- THE TASK -
Set the listing down again exactly, please, apart from its pictures.
__________________________________________________
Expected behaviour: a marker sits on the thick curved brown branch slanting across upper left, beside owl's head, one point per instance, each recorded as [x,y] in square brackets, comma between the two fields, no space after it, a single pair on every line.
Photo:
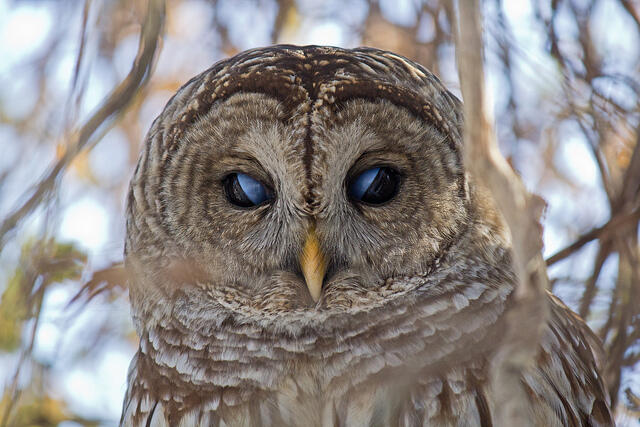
[115,103]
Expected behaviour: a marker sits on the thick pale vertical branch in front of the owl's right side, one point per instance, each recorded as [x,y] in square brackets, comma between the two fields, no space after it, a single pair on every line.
[521,210]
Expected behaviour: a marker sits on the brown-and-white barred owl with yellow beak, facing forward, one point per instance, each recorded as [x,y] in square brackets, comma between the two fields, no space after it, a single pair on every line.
[306,248]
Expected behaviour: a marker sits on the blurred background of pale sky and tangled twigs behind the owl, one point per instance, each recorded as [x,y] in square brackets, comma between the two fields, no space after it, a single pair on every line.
[564,76]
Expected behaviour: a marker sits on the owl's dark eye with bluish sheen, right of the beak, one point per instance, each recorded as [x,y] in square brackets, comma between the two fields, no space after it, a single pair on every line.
[375,185]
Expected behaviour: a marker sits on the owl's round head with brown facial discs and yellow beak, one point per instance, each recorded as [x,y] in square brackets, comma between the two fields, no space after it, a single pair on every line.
[288,180]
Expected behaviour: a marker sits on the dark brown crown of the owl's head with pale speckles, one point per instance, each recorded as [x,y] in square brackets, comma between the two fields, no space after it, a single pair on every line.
[309,77]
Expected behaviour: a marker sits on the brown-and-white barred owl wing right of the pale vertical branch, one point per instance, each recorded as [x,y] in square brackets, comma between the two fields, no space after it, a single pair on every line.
[565,388]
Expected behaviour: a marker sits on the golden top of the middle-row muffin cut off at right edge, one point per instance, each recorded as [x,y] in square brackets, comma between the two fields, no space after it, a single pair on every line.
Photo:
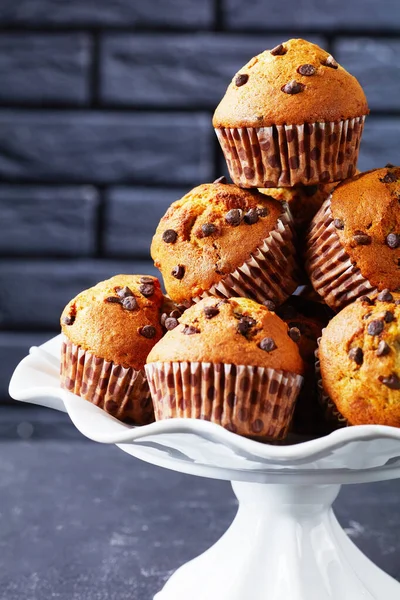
[366,213]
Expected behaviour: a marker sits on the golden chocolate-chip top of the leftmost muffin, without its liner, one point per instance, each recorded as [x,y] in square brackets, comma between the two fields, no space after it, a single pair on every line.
[117,319]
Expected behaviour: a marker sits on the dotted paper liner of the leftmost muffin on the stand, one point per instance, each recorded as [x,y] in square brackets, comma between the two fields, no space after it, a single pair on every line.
[122,392]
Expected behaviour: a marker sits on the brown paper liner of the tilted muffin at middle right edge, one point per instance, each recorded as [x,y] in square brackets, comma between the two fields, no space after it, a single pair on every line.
[329,267]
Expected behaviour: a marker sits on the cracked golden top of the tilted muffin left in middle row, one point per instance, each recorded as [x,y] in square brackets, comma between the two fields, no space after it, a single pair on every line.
[208,234]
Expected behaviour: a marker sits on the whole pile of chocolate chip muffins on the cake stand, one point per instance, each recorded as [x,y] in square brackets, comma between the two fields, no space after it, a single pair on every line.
[230,343]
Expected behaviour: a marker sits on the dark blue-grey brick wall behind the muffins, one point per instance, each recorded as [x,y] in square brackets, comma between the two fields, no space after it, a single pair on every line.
[105,119]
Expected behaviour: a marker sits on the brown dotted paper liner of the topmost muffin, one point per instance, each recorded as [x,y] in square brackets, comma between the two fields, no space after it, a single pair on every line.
[288,155]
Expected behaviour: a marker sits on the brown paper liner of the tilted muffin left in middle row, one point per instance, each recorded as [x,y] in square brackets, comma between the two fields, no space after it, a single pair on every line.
[271,272]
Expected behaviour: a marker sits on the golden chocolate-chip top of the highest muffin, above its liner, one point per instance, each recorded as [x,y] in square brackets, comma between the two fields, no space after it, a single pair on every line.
[296,82]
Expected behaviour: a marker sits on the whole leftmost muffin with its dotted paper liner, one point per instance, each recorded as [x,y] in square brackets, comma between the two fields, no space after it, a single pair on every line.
[108,331]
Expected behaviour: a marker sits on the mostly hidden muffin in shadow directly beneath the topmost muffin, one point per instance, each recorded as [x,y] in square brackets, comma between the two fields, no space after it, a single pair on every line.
[304,201]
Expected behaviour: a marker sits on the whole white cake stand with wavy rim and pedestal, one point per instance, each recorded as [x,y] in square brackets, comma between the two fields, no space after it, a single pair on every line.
[285,542]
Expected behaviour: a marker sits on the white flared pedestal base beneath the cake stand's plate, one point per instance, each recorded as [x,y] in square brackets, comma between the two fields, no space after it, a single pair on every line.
[284,544]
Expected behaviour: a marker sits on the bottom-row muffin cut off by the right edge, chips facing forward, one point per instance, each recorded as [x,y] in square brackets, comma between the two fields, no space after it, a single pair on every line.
[359,356]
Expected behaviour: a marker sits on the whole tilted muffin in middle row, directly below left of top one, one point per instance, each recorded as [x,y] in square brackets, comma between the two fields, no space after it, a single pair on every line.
[221,240]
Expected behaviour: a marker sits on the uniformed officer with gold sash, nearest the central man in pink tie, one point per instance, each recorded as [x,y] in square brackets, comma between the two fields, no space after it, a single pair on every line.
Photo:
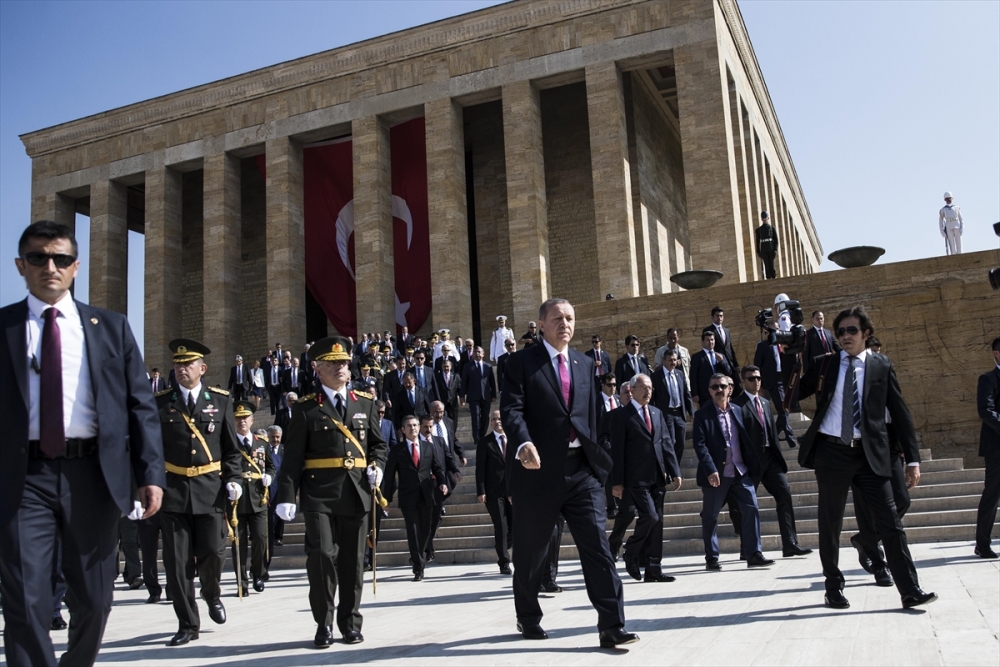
[334,458]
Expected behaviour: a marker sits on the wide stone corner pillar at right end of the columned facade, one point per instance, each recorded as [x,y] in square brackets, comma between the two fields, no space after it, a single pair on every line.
[709,160]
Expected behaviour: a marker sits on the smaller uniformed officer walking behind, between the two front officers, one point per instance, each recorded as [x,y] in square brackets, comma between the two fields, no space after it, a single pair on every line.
[251,509]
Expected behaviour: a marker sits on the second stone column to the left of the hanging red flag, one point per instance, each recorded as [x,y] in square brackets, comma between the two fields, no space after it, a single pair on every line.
[221,264]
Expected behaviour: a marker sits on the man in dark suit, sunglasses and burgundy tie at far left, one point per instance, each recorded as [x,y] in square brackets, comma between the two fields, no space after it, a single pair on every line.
[67,407]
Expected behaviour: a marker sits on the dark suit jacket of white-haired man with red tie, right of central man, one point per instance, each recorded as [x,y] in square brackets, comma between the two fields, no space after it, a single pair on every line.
[641,458]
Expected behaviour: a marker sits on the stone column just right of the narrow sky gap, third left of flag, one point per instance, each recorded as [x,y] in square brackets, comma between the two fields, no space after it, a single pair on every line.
[163,283]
__________________________________________________
- SOLUTION FOR THIS TASK -
Expected behaviour: a marker sits on the thick curved brown branch slanting across upper left, beside owl's head, one point per instance, each recorded as [x,y] in square brackets, comma between the two fields, no space after it, a single pair on every line.
Photo:
[115,103]
Expected behaviour: a marker sits on the thick pale vertical branch in front of the owl's right side, one point per instance, each recorded as [x,y] in square brackets, comma between the two fields, no space after it, a single pair on every line.
[521,210]
Expected behaviour: a marker sits on the brown-and-white barred owl with yellow beak, facing forward, one point per instance, each recorded as [x,y] in square brackets, comma between the two fields, no space after it, a single pair on every line.
[306,248]
Expected behaviour: a marker sits on the blurred background of pale sky and tangled twigs behind the owl, one point per instance, each recorded as [x,y] in square brackets, comma between the two fields, no space after it, a single pair on every line.
[564,76]
Expected behaviour: a marker sits on the owl's dark eye with bluish sheen, right of the beak, one point per instance, each recorded as [x,y] in square brackets, comma between the two fields, no space after it, a single pair on every line.
[375,185]
Expected behaviour: a marker sits on the owl's round head with brown facial discs and yellow beak, one point per instance, each recorded as [x,y] in square brackets, comma between the two fields, no space after it, a single pair on every line.
[288,180]
Expected behaviour: a marker sits on the dark brown crown of the owl's head with pale speckles, one point per instance, each recorded as [x,y] in square brackets, comma between the two fields, no space after it, a single pair on every line.
[309,77]
Expected behaviour: a marker sits on the brown-and-white barred owl wing right of the pale vertical branch, one point per instance, each recorded as [x,y] in square brackets, comma between the two fields, no space after it, a single pair on every line.
[565,388]
Expected behaviour: a marker sits on the golden top of the middle-row muffin cut off at right edge, one point per instance, each recorded as [x,y] in square brackets, comma between the two fields, no space after it, a single pair on every line.
Photo:
[366,213]
Expected behaviour: a marker sits on the golden chocolate-chip top of the leftmost muffin, without its liner, one point per instance, each recorded as [x,y] in square brackets, comma between the two fields, no space after it, a single pair on every line.
[117,319]
Expected behaviour: a marker sits on the dotted paper liner of the leftmost muffin on the stand, one point per instance, each recorded as [x,y] in square brackets, comma between the two fields, no space after it, a single pair on every line.
[122,392]
Expected behaviour: a marker sits on the brown paper liner of the tilted muffin at middle right edge, one point per instance, each recorded as [x,y] in square brackets, comma between the two fields, no space after it, a single pair on every line.
[329,267]
Expected behaviour: a marker sits on the cracked golden top of the tilted muffin left in middle row, one point per instance, each recorded as [x,y] in square brackets, comma between the two fields, no space after it, a single pair on every line.
[208,234]
Expected behaviour: a marker sits on the whole pile of chocolate chip muffins on the cake stand, one point per instance, each recorded as [x,y] in square brackets, comma between the two fields, no space after it, a single pair on every line.
[230,343]
Expected behaviour: a marker sits on the dark blue-grey brick wall behind the muffins, one point per instance, each recorded as [x,y] in square brackets, comma between the two fields, no space after it, a single pair on every line.
[105,119]
Expected behaviour: a marker sits on the brown dotted paper liner of the topmost muffin, one point per instance, each recorded as [x,y] in square brackets, comma between the two fields, no space after it, a single pair on every line.
[288,155]
Expected behaviour: a marker sits on the brown paper liner of the tilted muffin left in middle row, one point per instance, each recorded as [x,y] in square brackets, comma between the two fields, no space after it, a single pair on every line.
[271,272]
Expected behaviour: a marker sits on the golden chocolate-chip top of the highest muffin, above its liner, one point per instance, each recorded as [x,y] in square brackets, comma between the two fields, no space after it, a single pair on every line.
[296,82]
Expected behaviour: a marker sits on the whole leftmost muffin with its dotted paper liner, one point per instance, each recorded as [x,y] in square brackets, comma between the two fields, no space after it, a single pair on every line.
[108,331]
Expected behaviour: a marker sits on the mostly hidden muffin in shadow directly beneath the topmost muffin, one point per instance, each recorded as [x,y] in square brackets, comma between the two fields, no space after it, a single pair on every line.
[304,201]
Expected behaviour: a marker sits on the whole white cake stand with wavy rim and pedestal, one point per instance, each recorded as [x,y] in square brackets, comma between the two fields, no space after it, a single pair on every line.
[285,542]
Expected behaviour: a marker sits on the white flared pedestal base beneath the cake stand's plate, one point per instance, each recorded as [x,y] in square brackets, comma between the two fields, no space after it, a single pair on every line.
[284,544]
Expected behaviour: a marker sits on the bottom-row muffin cut off by the right edge, chips facing forward, one point per instance, each recorded as [x,y] in square brackets, comma between the two fields, no space after it, a single pair on every line.
[359,356]
Expected behaviour: a marker sits on the whole tilted muffin in middle row, directly below left of top one, one point per instance, each recorded as [x,y] in square brackets, comma between the two fields, no space after it, a single pair on every line.
[221,240]
Expected behaviour: a marker sits on the uniformed officer with gold sash, nearest the central man in pink tie, one point per instance, each recorded as [x,y] in square brackets, comma between the two fields, no space after it, a single pair on every line.
Photo:
[334,458]
Expected behaviour: a marker sits on the wide stone corner pillar at right end of the columned facade, one point per instance, each recorded as [x,y] in square brackets, comma between the two fields, no space after it, a single pair on every line.
[709,160]
Expected behaviour: a marker sits on the smaller uniformed officer walking behind, between the two front officers, one point per instance, each recorded as [x,y] in square brackets, comma between the two fields, no space after it, a single pair on every line.
[251,509]
Expected behaviour: a marker sits on the second stone column to the left of the hanging red flag, one point per instance, each recorded as [x,y] in square brackets, comma between the two fields, no space after it, a single pair on every line.
[221,264]
Expected behaviour: a marker sits on the man in dark suit, sunglasses and burgundy tie at far left, one point per instance, each recorded as [x,y] in square brackets, comma between the two fields, no space after it, a single pair on every line.
[67,407]
Expected behaviour: a marker sits on the dark suit jacket of white-haired man with red tie, right of central man, one point per instance, each recorded as [x,y] in square brackets, comma between the two fields, no space after it, a single pair on every line.
[641,458]
Expected behaviour: a marker sits on the stone column just right of the narrow sky gap, third left of flag, one point per instance, each recorded as [x,y] in square brackets, comma between the two fields, no space after it, a single pair on every line.
[163,283]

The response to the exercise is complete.